▶ PAGE
╔══
Editor's note: Because this is a story that deals with a sensitive subject, we have gone to great lengths to not include offensive material. Conversely, to fully show the breadth of the issue, the story includes mature subject matter.

This is first in a series on the sexualizing of teens. The second story examines what parents and teens are doing to fight back.

Deseret News editorial: Fighting oversexualization

SALT LAKE CITY — Even in a mall in Utah, one of the most conservative states in the country, bodies scream for attention. On a late summer afternoon, a teenage "novelty" shop employee stands atop a ladder in super-short shorts, midriff showing, arranging merchandise. It's not clear if she knows how very much of her is on display. But the teenage boys ogling her do.

She's just feet from a rack of T-shirts emblazoned with stick figures interacting provocatively. Further into the store, Super Mario backpacks share an aisle with a "how-to guide" showing a sex act on the cover.

Families brush by mannequins in thongs and panties as they step into a lingerie store. In this mall, they will pass scores of massive photos featuring couples in various stages of dress and undress looking soulfully at each other. One ad campaign, taped to a storefront window, shows a teenage male model — the caption: "Get into our pants." Even toddlers in promotional posters wear skimpy clothes, vampy looks and makeup.

At home later, the children will likely watch TV. Little ones, 2 to 11, average 32 hours a week. Those 12 to 17 average 23 hours, says a University of Michigan Health System study. During those hours, they'll drink in ads for hair products and teen-siren TV shows, makeup and technology, much of it couched as "hot" or "sexy."

Even seemingly innocent sports video games often play out against a backdrop of sexually suggestive cheerleaders. From an early age, children are inundated with sexual images every single day.

Experts say they will pay a heavy price.

Children and teens are becoming "sexualized" and researchers and psychologists say it hits girls particularly hard, shaping their view of themselves and their potential, as well as how others view them.
╚══
▶ PROBLEM SET
1 - From the article on the sexualizing of teens, list the things children take in through ads while watching TV.
2 - Carry on the article on the sexualizing of teens from its final sentence, before the entries.

Dataset rows on where objects appear:
╔══
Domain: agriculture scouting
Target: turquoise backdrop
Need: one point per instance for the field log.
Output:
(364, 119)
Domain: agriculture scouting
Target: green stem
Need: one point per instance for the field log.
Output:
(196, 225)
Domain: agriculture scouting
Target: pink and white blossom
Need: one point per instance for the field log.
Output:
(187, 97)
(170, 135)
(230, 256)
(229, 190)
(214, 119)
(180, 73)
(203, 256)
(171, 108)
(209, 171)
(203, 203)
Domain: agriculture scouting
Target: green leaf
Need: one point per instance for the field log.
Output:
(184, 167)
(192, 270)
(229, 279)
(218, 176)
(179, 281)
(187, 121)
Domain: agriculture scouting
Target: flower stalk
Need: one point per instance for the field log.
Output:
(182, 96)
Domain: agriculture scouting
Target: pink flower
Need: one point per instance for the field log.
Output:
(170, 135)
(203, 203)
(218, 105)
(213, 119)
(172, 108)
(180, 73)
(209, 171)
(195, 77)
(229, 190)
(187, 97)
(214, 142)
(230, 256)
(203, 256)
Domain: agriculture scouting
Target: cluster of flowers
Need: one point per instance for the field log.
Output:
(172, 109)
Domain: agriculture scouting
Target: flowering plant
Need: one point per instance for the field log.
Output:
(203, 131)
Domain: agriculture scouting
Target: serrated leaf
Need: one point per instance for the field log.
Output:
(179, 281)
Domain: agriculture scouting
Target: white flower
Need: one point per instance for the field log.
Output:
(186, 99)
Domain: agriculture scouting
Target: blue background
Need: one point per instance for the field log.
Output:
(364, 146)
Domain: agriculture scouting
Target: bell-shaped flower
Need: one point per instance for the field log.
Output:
╚══
▶ RESPONSES PER TASK
1 - Hair products, teen-siren TV shows, makeup and technology.

2 -
The effect on young girls and adolescents is most profound, the American Psychological Association (APA) says, because "their sense of self is still being formed."

Sexuality is not the same as sexualization. Sexuality evolves in children as they develop a healthy curiosity and growing understanding of their bodies. Sexualization occurs when someone's sense of their own value is based solely on sex appeal or that individual is held to narrow standards of attractiveness, says the APA Task Force on the Sexualization of Girls, which issued reports in 2007 and 2010. It happens when a person is "sexually objectified" — made into a "thing" for others' sexual use. Ads, movies and TV shows do that sometimes by showing women as body parts, not whole people. It also refers to someone who has had sexuality imposed on them, like little girls depicted as older and more worldly.

Sexualization, experts say, devalues accomplishment, intelligence and character. Pope John Paul II once said "the problem with pornography is not that it shows too much of a person, but that it shows far too little." The same can be said when people are valued only for sex appeal, says Jason Evert, a San Diego-based author and motivational speaker, who addresses thousands of teens each year.

Sexualization has been going on for decades, largely unnoticed, the elevator music of American life.

"Kids learn from a lot of sources," says Steve Thomsen, communication professor at Brigham Young University. "It's true they learn from parents and other socializing agents like church and school, but they also learn an awful lot from media. They rely on media as a way to learn about their world. What they see is what they assume is normal."

At a "very young age, sexuality becomes a component of their self-concept. That's what they see. They discover relationships with members of the opposite sex at younger ages. Music has content that pushes the envelope. With a combination of a lot of factors, children at 10 or 11 now think the way someone two generations ago reached at 19 or so."

Standing in the same Salt Lake area mall next to her granddaughter, Sandy Sadler says she believes kids are growing up much faster, something she blames in partly on the Internet and ready access to images and information, whether a child's mature enough for it or not.

It's an issue both simple and complex. "Young women and girls lack the tools to validate themselves. They look outside themselves for validation," said a 2007 study by the Women's Foundation of California on pop culture impact on girls and young women. It affects, they said, "identity, behavior and opportunity."

That's the simple part. The complexity is all the ways sexualization hinders development, from failure to form healthy self image to the normalization of sexually degrading behavior, the report said, adding that "media teaches girls and young women the MOST important thing is how we look. Not living up to the unrealistic image impacts mental health."

Those with family support, safe environment, adult role models and activities that emphasize healthy body image are less likely to take part in destructive behaviors than peers who lack those assets.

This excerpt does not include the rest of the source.